What to produce => Copy the items from the start through the line containing "negative clicks: (553, 407) (586, 407)", changing "pixel-accurate" to "pixel-exact" and keeping everything else the same.
_ _ _ _
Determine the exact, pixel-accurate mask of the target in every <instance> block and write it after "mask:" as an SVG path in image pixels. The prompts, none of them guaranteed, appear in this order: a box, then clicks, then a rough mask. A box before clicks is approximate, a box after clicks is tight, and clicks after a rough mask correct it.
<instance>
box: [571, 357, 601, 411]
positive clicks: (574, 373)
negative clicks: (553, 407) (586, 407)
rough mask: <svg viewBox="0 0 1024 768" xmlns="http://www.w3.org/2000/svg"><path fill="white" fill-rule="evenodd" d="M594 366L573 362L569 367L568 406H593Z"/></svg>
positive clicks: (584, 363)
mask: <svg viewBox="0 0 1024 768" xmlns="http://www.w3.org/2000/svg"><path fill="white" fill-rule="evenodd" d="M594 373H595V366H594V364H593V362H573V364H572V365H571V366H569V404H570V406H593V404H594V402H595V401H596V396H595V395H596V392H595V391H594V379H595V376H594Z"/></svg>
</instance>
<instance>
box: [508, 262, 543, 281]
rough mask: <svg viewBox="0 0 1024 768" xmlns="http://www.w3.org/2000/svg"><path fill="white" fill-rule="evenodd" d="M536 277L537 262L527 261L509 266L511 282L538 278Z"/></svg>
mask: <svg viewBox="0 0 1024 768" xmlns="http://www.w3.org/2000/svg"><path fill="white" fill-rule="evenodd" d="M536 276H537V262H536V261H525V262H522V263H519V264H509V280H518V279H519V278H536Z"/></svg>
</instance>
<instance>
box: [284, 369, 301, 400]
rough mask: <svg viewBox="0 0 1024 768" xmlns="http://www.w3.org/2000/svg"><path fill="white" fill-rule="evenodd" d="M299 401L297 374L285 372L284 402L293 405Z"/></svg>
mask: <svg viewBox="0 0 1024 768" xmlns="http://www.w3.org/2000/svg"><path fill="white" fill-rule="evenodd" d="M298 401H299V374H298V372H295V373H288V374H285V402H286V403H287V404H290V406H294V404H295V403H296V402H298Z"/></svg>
_ _ _ _
Finished task =>
Determine the exact, pixel-exact mask of the target in every <instance> block and write it after "mask:" as an SVG path in image pixels. The prompts, none of them guaranteed, appear in this order: a box, then clicks, then a rough mask. A box before clicks is approximate, a box after clicks is tight, and clicks after a rough mask correct it.
<instance>
box: [571, 357, 601, 411]
positive clicks: (574, 373)
negative clicks: (553, 407) (586, 407)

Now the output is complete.